**Excerpt to read**
= = = = = = =
AI Image: drawing of a female selling items online
Selling things online used to feel pretty harmless; a couple of bits on Vinted, a vintage jacket on eBay, maybe some homemade candles on Etsy.
Can’t hurt, can it?
Not anymore. The taxman’s now got his eye on your online sales.
That “just a bit of extra cash” can turn into a situation if you’re not paying attention!
🔎What’s happening?
From January 2026, HMRC gets a front-row seat to your online sales.
If you sell on Vinted, eBay, and Etsy, that is, and you sell more than about 30 items or make over £1,700 a year, these platforms must report it.
So that weekend listing or the odd midweek uploading of unwanted gifts, shoes, or jigsaw puzzles? It’s all visible now!
Interestingly, the mentioned is not a new form of tax. It’s scrutiny. HMRC checks anyone over the £1,000 trading allowance against their declared income, and hits fast if there’s a gap. They’ve even launched a £40 million enforcement campaign, are ready to send letters, chase “hidden cash”, and sometimes impose fines or back taxes.
The platforms hand over all the details: total sales, buyers, account activity. Even a “few casual sales” can trigger it.
Small online businesses?
They are fully traceable and accountable.
The reality check?
HMRC can spot discrepancies quickly!
As you may now guess, you’ve got to keep records, know your thresholds, and declare your income. Ignore it all in the hope that it magically goes away, and that extra cash will turn into the worst-case scenario you tried to avoid in the first place.
= = = = = = =
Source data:
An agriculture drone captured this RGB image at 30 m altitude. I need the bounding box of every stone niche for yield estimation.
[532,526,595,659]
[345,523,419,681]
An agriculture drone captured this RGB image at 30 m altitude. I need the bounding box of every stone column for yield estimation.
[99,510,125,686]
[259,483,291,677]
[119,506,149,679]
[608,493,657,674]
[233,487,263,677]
= = = = = = =
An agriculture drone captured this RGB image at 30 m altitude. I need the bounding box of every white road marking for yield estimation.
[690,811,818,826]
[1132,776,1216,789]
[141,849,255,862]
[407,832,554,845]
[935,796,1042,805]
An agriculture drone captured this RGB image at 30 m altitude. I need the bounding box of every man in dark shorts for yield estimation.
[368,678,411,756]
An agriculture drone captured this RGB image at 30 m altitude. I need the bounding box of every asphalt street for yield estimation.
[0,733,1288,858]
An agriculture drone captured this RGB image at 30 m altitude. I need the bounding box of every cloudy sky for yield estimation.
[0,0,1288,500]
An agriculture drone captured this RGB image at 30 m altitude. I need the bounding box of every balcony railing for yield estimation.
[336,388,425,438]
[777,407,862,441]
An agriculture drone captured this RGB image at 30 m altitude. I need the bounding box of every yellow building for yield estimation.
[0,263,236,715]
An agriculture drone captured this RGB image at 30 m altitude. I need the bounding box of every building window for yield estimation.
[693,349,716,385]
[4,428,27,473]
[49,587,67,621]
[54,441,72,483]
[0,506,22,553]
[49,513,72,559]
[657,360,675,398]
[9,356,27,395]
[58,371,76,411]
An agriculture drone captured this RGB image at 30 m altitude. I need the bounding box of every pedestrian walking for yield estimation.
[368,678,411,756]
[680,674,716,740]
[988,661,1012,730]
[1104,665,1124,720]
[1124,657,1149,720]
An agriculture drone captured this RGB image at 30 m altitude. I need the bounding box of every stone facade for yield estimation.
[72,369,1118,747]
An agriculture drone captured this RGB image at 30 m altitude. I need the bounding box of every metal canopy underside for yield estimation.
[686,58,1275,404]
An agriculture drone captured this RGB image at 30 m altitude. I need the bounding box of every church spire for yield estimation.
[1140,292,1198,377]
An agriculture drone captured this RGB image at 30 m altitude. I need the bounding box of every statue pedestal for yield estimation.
= = = = = = =
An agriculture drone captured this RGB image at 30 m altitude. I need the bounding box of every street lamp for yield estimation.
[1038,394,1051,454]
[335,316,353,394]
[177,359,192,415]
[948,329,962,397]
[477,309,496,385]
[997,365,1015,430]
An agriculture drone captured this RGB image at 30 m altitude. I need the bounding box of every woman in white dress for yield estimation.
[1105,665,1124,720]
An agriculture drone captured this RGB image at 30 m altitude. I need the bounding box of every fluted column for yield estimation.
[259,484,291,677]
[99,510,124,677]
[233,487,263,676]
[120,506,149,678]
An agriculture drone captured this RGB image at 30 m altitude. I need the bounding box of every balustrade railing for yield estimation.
= = = = = = =
Resume the text about HMRC reporting of online sales, picking up after its final sentence. The data above has no connection to the text.

**Reply**
❓ Why it matters to high street firms
HMRC’s latest push creates hands-on cases for high street firms, helping everyday clients who sell on Vinted, eBay, or Etsy. Casual sellers suddenly have rules, thresholds, and penalties to navigate, and they need practical legal advice.
Because more sellers realise they are at risk of incurring HMRC’s wrath, high street lawyers will increasingly feel the impact in three ways, as they’ve got to:
Keep clients compliant: Guiding hobbyists and local makers on the £1,000 trading allowance, reporting thresholds, and what counts as taxable income. Record-keeping guidance is more important than ever.
Handle enforcement: HMRC letters or fines are on the way. Local solicitors may step in to respond, make sure to cut through the confusion, or fight penalties, turning a side hustle hassle into manageable steps.
Offer clarity and reassurance: Most sellers aren’t tax experts. Explaining obligations in plain English stops panic, builds trust, and shows the real value of high-street legal advice.
For regional practitioners, this is everyday practical law, as there will be a steady stream of clients needing accessible guidance, with more recognisable problems to solve, bringing with it opportunities to make an authentic difference.
£1,000 Trading Allowance
This is where HMRC starts paying attention.
Earn £1,000 or less from selling in a tax year, and you’ve little worries. Go a pound over? Say hello to Self Assessments, side hustle or not.
Don’t confuse this with the £1,700 figure, as that’s just the “we give HMRC a heads-up” number. The trading allowance is the tax problem decider, the one that gets the taxman knocking on your door!